- EXERCISE REQUIREMENTS -
Change every "draw the outline of" in the data to "trace the outline of" and leave the rest untouched. Write out the full data again, but without the pictures.

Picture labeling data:
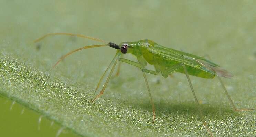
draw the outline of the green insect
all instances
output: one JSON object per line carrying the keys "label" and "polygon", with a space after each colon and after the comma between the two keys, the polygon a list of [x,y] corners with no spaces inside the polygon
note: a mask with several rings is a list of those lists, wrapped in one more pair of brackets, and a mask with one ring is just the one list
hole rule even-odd
{"label": "green insect", "polygon": [[[220,68],[217,65],[204,58],[167,48],[157,44],[152,40],[147,39],[133,42],[123,42],[118,45],[111,42],[107,42],[99,39],[81,34],[68,33],[54,33],[46,34],[36,40],[34,42],[38,42],[50,35],[57,35],[75,36],[103,42],[106,44],[86,46],[71,51],[62,57],[53,66],[53,67],[56,66],[62,60],[67,56],[83,49],[99,47],[109,46],[117,49],[116,53],[114,59],[100,79],[95,89],[95,92],[97,91],[103,78],[105,77],[111,67],[110,72],[107,75],[106,80],[104,84],[104,86],[99,94],[97,95],[92,100],[93,102],[103,94],[113,73],[117,63],[118,61],[119,61],[131,65],[141,70],[152,104],[153,123],[156,119],[155,107],[153,99],[151,96],[149,86],[145,74],[146,73],[156,75],[161,72],[162,75],[164,77],[167,77],[169,74],[171,74],[174,72],[185,74],[197,104],[199,114],[202,119],[203,125],[211,136],[212,136],[212,134],[210,129],[208,127],[207,124],[204,118],[198,101],[190,81],[190,75],[208,79],[213,78],[215,76],[217,76],[234,111],[243,111],[253,110],[253,109],[236,109],[220,78],[220,77],[223,77],[230,78],[233,76],[233,75],[226,70]],[[122,55],[127,53],[130,53],[134,55],[137,58],[138,62],[135,62],[121,58]],[[148,63],[150,65],[153,65],[155,70],[149,70],[145,68],[145,67]],[[119,74],[119,68],[120,65],[118,67],[117,75]]]}

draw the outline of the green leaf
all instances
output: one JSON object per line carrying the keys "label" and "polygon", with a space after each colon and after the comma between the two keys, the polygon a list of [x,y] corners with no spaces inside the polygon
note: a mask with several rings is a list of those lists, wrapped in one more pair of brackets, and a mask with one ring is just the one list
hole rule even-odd
{"label": "green leaf", "polygon": [[[66,36],[32,43],[49,32],[83,33],[118,44],[148,38],[193,54],[209,55],[235,74],[223,81],[235,105],[256,108],[256,24],[254,4],[249,2],[5,2],[1,8],[4,12],[0,13],[0,25],[5,27],[0,34],[0,95],[71,132],[82,136],[209,135],[184,74],[167,78],[147,74],[156,109],[153,124],[139,70],[122,64],[120,75],[111,78],[104,94],[92,103],[94,90],[115,50],[81,51],[51,70],[61,55],[98,43]],[[123,5],[129,8],[124,10]],[[217,79],[191,79],[214,136],[256,135],[255,111],[234,112]]]}

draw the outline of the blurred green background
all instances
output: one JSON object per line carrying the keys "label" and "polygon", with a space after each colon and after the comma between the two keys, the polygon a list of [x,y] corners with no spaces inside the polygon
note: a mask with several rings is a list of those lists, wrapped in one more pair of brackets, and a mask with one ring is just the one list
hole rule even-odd
{"label": "blurred green background", "polygon": [[[58,58],[68,51],[98,42],[64,36],[47,38],[38,45],[33,40],[52,32],[82,34],[117,43],[151,39],[167,47],[210,57],[235,75],[233,78],[223,80],[236,105],[255,108],[256,6],[253,0],[1,0],[1,59],[9,59],[8,56],[18,59],[24,65],[92,94],[115,50],[104,47],[81,51],[50,71]],[[145,111],[142,114],[145,113],[146,123],[150,123],[151,105],[141,73],[126,64],[121,67],[120,75],[110,82],[102,98],[110,104],[121,102],[128,106],[124,110],[129,112]],[[175,74],[167,79],[147,76],[159,124],[156,128],[145,126],[144,130],[128,124],[131,128],[128,131],[132,133],[130,135],[207,136],[185,76]],[[256,136],[255,112],[233,112],[216,79],[191,79],[214,135]],[[8,84],[0,84],[3,91]],[[38,130],[41,115],[27,108],[21,115],[24,107],[17,103],[10,111],[12,103],[9,99],[0,98],[1,136],[54,136],[62,127],[55,123],[50,127],[51,120],[43,117]],[[125,124],[127,122],[118,122]],[[109,127],[100,127],[88,134],[122,135],[121,132],[111,132]],[[66,130],[60,136],[77,136]]]}

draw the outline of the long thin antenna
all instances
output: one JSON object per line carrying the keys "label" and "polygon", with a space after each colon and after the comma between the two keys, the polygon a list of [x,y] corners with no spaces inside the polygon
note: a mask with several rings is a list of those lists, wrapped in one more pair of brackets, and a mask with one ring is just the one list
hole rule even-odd
{"label": "long thin antenna", "polygon": [[67,53],[67,54],[66,54],[66,55],[65,55],[63,56],[62,56],[61,58],[58,61],[58,62],[56,63],[56,64],[54,65],[54,66],[52,67],[52,68],[54,68],[56,65],[60,63],[60,62],[62,60],[64,59],[65,58],[67,57],[67,56],[68,56],[68,55],[70,55],[73,53],[76,52],[76,51],[78,51],[80,50],[82,50],[83,49],[88,49],[89,48],[94,48],[96,47],[103,47],[103,46],[108,46],[108,44],[103,44],[103,45],[92,45],[92,46],[85,46],[84,47],[82,47],[82,48],[80,48],[79,49],[76,49],[76,50],[74,50],[72,51],[70,51],[70,52]]}
{"label": "long thin antenna", "polygon": [[80,37],[83,38],[87,38],[88,39],[91,39],[92,40],[97,41],[98,41],[101,42],[103,42],[103,43],[108,43],[108,42],[106,41],[105,41],[102,40],[102,39],[98,39],[97,38],[93,38],[92,37],[90,37],[89,36],[87,36],[85,35],[83,35],[82,34],[74,34],[72,33],[49,33],[48,34],[46,34],[42,37],[40,38],[39,38],[36,39],[36,40],[34,41],[34,42],[35,43],[37,42],[38,42],[42,40],[42,39],[44,39],[46,37],[50,36],[50,35],[69,35],[69,36],[75,36],[78,37]]}

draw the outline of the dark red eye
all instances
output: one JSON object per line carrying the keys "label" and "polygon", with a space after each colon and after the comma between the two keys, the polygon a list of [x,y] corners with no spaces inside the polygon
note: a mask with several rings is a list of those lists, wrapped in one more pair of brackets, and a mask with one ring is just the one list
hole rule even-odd
{"label": "dark red eye", "polygon": [[127,45],[124,45],[121,48],[121,52],[123,54],[125,54],[126,53],[126,51],[127,51]]}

- WRITTEN RESPONSE -
trace the outline of the green insect
all instances
output: one JSON object per line carrying the keys "label" and "polygon", with a space after each colon and after the comma between the two keys, the polygon a list of [x,y] corners with no spaces inside the polygon
note: a mask with several rings is a list of those lists, wrapped in one more pair of brackets, and a mask with one ring is just the one list
hole rule even-odd
{"label": "green insect", "polygon": [[[220,68],[217,65],[204,58],[167,48],[157,44],[152,40],[147,39],[133,42],[123,42],[118,45],[111,42],[107,42],[99,39],[81,34],[68,33],[54,33],[46,34],[36,40],[34,42],[38,42],[50,35],[57,35],[75,36],[103,42],[106,44],[86,46],[71,51],[62,57],[53,66],[53,67],[56,66],[62,60],[67,56],[83,49],[99,47],[109,46],[117,49],[116,53],[114,59],[100,79],[95,89],[95,92],[97,91],[103,78],[105,77],[111,67],[110,72],[107,75],[106,80],[104,84],[104,86],[99,94],[97,95],[92,100],[93,102],[103,94],[113,73],[117,63],[118,61],[119,61],[131,65],[141,70],[152,104],[153,123],[156,119],[155,107],[153,99],[151,96],[149,86],[145,74],[146,73],[156,75],[161,72],[162,75],[164,77],[167,77],[169,74],[171,74],[174,72],[185,74],[197,104],[199,114],[202,119],[203,125],[211,136],[212,136],[212,134],[210,129],[208,127],[207,124],[204,118],[198,101],[190,81],[190,75],[208,79],[213,78],[215,76],[217,76],[234,111],[243,111],[253,110],[253,109],[236,109],[220,78],[220,77],[223,77],[230,78],[233,76],[233,75],[226,70]],[[122,55],[127,53],[130,53],[134,55],[137,58],[138,62],[135,62],[121,58]],[[148,63],[150,65],[153,65],[155,70],[149,70],[145,68],[145,67]],[[119,74],[119,68],[120,65],[118,67],[117,75]]]}

trace the outline of the green leaf
all instances
output: one JSON object per line carrying the keys "label" and "polygon", with a space after each colon and after the comma between the two keys, the polygon a list of [x,y] corners with no spaces inside the polygon
note: a mask with several rings is a list of those lists, wrapped in one more pair of brackets, and a mask with one ring is just the one list
hole rule even-odd
{"label": "green leaf", "polygon": [[[66,36],[32,43],[49,32],[83,33],[118,44],[148,38],[193,54],[209,55],[235,74],[223,81],[235,105],[256,108],[256,24],[254,4],[249,2],[5,2],[1,8],[4,12],[0,13],[0,25],[5,27],[0,34],[0,95],[71,132],[82,136],[209,135],[184,74],[167,78],[147,74],[156,109],[153,124],[139,70],[122,64],[120,75],[111,78],[104,94],[92,103],[94,90],[115,50],[81,51],[51,70],[61,55],[98,43]],[[123,5],[129,8],[124,10]],[[217,79],[191,79],[214,136],[256,135],[255,111],[234,112]]]}

trace the outline of the blurred green background
all instances
output: one JSON object per line carrying the keys "label" and "polygon", with a space after each colon and after the comma between the two keys, the polygon a list of [x,y] corners with no spaces inside the polygon
note: a mask with several rings is a list of those lists, wrapped in one more pair of brackets, and a mask with one ring is just the one list
hole rule even-odd
{"label": "blurred green background", "polygon": [[[58,58],[68,51],[98,42],[64,36],[47,38],[38,45],[33,40],[52,32],[82,34],[117,43],[151,39],[167,47],[210,57],[235,75],[233,78],[223,80],[236,105],[255,108],[256,6],[253,0],[1,0],[1,59],[9,59],[8,56],[18,59],[24,65],[92,94],[115,50],[104,47],[81,51],[50,71]],[[145,111],[142,114],[145,113],[146,123],[150,123],[151,105],[141,73],[126,64],[121,67],[120,75],[110,82],[102,98],[110,104],[121,102],[128,106],[124,110],[129,112]],[[175,74],[167,79],[147,76],[159,124],[156,128],[145,126],[144,130],[128,124],[131,128],[128,131],[132,133],[130,135],[207,136],[185,76]],[[256,136],[255,112],[233,112],[216,79],[191,79],[214,135]],[[8,84],[0,84],[3,91]],[[38,130],[41,115],[27,108],[21,115],[24,107],[17,103],[10,111],[12,103],[9,99],[0,98],[1,136],[54,136],[62,127],[55,123],[50,127],[51,120],[43,117]],[[125,124],[127,122],[118,122]],[[109,127],[100,127],[88,134],[122,135],[121,132],[111,132]],[[66,130],[60,136],[77,136]]]}

trace the outline of the long thin antenna
all instances
output: one JSON object per line carrying the keys "label" and "polygon", with a space after each colon and after the comma between the two keys, the polygon a list of [x,y] corners with no spaces inside the polygon
note: a mask with several rings is a list of those lists, wrapped in one more pair of brackets, and a mask with one ring is just the one list
hole rule even-odd
{"label": "long thin antenna", "polygon": [[67,53],[67,54],[66,54],[66,55],[65,55],[63,56],[62,56],[61,58],[58,61],[58,62],[56,63],[56,64],[54,65],[54,66],[52,67],[52,68],[54,68],[56,65],[60,63],[60,62],[62,60],[64,59],[65,58],[67,57],[67,56],[68,56],[68,55],[70,55],[73,53],[76,52],[76,51],[78,51],[80,50],[82,50],[83,49],[88,49],[89,48],[94,48],[96,47],[103,47],[103,46],[108,46],[108,44],[103,44],[103,45],[92,45],[92,46],[85,46],[84,47],[82,47],[82,48],[80,48],[79,49],[76,49],[76,50],[74,50],[72,51],[70,51],[70,52]]}
{"label": "long thin antenna", "polygon": [[80,37],[83,38],[87,38],[88,39],[91,39],[92,40],[97,41],[98,41],[101,42],[103,42],[103,43],[108,43],[108,42],[106,41],[105,41],[102,40],[102,39],[98,39],[97,38],[93,38],[92,37],[90,37],[89,36],[87,36],[85,35],[83,35],[82,34],[74,34],[72,33],[49,33],[48,34],[46,34],[42,37],[40,38],[39,38],[36,39],[36,40],[34,41],[34,42],[35,43],[37,42],[38,42],[42,40],[42,39],[44,39],[46,37],[50,36],[50,35],[69,35],[69,36],[75,36],[78,37]]}

trace the outline of the dark red eye
all instances
output: one JSON object per line carrying the keys "label" and "polygon", with a space after each colon and after the comma between the two keys, the polygon a list of [x,y] corners with no spaces inside the polygon
note: a mask with several rings is a list of those lists, wrapped in one more pair of brackets, and a mask with one ring is just the one list
hole rule even-odd
{"label": "dark red eye", "polygon": [[127,45],[124,45],[121,48],[121,52],[123,54],[125,54],[126,53],[126,51],[127,51]]}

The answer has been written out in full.